DIRECTIONS => Collect every line of the records below that contains the word "instance".

EXERCISE INPUT =>
──────────────────────────────

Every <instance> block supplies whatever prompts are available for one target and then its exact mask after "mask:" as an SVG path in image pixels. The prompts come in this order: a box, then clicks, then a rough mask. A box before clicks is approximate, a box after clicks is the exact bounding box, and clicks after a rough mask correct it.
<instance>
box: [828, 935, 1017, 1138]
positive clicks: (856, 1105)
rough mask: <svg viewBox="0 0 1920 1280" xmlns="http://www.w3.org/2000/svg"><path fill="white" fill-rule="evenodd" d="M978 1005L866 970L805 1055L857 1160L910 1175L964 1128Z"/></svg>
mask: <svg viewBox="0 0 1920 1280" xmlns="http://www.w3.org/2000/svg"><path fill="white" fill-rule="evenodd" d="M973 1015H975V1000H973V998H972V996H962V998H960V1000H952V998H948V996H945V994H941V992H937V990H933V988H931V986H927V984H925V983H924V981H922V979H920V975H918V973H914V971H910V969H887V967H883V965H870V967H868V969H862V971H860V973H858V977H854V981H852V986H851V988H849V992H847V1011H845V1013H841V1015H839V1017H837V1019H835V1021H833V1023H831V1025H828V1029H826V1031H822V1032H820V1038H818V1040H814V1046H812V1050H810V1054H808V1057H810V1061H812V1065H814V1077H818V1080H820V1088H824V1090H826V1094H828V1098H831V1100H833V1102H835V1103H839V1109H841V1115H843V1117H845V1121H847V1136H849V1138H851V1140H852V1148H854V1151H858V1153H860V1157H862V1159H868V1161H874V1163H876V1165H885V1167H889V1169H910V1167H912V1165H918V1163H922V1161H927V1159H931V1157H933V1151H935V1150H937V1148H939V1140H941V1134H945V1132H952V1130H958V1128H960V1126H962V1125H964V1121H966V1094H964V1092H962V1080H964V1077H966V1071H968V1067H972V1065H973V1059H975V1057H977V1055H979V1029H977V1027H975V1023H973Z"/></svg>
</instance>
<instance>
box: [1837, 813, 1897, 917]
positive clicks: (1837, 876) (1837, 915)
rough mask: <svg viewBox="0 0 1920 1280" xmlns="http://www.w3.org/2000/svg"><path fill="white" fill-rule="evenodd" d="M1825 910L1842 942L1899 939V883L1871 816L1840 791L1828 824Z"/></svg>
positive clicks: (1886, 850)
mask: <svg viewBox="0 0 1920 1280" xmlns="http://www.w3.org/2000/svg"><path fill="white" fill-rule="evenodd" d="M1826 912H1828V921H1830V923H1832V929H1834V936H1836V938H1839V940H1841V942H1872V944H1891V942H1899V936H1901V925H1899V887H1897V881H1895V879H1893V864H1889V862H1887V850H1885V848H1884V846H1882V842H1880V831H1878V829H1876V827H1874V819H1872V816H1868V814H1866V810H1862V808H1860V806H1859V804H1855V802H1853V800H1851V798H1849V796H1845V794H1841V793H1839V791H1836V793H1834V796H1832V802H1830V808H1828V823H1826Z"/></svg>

──────────────────────────────

ANSWER AREA =>
Every <instance> block supplies whatever prompts are available for one target and then its exact mask after "mask:" as an SVG path in image pixels. The prompts come in this order: a box, then clicks, then a rough mask. A box before clicks is approximate, a box after clicks is the exact bounding box, and clicks after a rough mask correct it.
<instance>
</instance>
<instance>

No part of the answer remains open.